То, что я пошел по искусству, понятно, очень расстраивало мою маму. Она предпочитала для меня более безопасное плавание, видеть меня хотя бы доктором-ларингологом ей было бы куда приятнее. Но она была слишком умна, чтобы думать, что слова в данном случае могут хоть что-то изменить. Чтобы смягчить для мамы эту неприятность, я говорил всем, что буду поступать на архитектурный факультет, но постепенно всем моим ближним стала понятна истина, и к ней как-то привыкли.

Папа, посмеиваясь, говорил: «Бедная мать, ничего не скажешь, не повезло ей в жизни. Выходила замуж за вполне приличного студента-юриста, а оказалась женой скульптора, а теперь еще единственный сын попер тоже по искусству».

Сам же папа к моему решению внешне относился с осторожным невмешательством. Он явно давал мне понять, что задача эта со всеми неизвестными. Именно это понимал я сам даже тогда, но относился к этому абсолютно равнодушно. «Как у тебя с этим получится, я даже и приблизительно не догадываюсь, в этом деле ничего не предугада­ешь. Во всяком случае, по твоему складу должно было быть что-то в этом роде».

----

Выведите дословно часть отрывка от слов «То, что я пошел» до слов «ней как-то привыкли.». Данные, приведённые дальше, не понадобятся.

----

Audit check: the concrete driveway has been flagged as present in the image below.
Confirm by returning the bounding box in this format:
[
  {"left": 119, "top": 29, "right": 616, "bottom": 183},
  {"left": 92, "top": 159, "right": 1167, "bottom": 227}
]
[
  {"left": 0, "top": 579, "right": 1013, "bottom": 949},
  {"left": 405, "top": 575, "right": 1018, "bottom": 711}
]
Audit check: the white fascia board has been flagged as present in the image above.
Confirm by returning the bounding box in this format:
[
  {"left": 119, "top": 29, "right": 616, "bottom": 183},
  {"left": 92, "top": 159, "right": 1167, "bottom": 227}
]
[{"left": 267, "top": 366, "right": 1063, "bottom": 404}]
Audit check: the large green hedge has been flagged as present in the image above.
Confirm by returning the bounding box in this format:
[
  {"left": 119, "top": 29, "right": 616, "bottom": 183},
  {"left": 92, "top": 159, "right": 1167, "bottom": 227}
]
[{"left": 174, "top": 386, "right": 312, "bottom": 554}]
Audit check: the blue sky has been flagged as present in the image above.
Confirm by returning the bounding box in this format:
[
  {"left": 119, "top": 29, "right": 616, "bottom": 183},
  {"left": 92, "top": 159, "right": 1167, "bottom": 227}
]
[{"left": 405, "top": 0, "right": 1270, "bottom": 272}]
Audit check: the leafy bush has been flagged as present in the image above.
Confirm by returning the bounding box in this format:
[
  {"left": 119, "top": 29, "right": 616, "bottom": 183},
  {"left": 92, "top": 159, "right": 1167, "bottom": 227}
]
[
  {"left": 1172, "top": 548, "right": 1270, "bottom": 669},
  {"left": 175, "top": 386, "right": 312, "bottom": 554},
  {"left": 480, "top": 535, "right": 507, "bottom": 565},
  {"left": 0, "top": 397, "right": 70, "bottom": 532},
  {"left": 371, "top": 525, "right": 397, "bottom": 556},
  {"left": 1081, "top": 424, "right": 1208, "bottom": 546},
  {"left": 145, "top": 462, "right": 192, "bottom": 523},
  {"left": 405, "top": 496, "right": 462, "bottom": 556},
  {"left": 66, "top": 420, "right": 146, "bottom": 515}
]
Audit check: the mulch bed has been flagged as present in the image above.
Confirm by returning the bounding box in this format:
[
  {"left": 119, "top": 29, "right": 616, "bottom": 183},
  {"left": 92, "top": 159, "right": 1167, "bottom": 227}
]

----

§ **РЕШЕНИЕ ЗАДАЧИ**
То, что я пошел по искусству, понятно, очень расстраивало мою маму. Она предпочитала для меня более безопасное плавание, видеть меня хотя бы доктором-ларингологом ей было бы куда приятнее. Но она была слишком умна, чтобы думать, что слова в данном случае могут хоть что-то изменить. Чтобы смягчить для мамы эту неприятность, я говорил всем, что буду поступать на архитектурный факультет, но постепенно всем моим ближним стала понятна истина, и к ней как-то привыкли.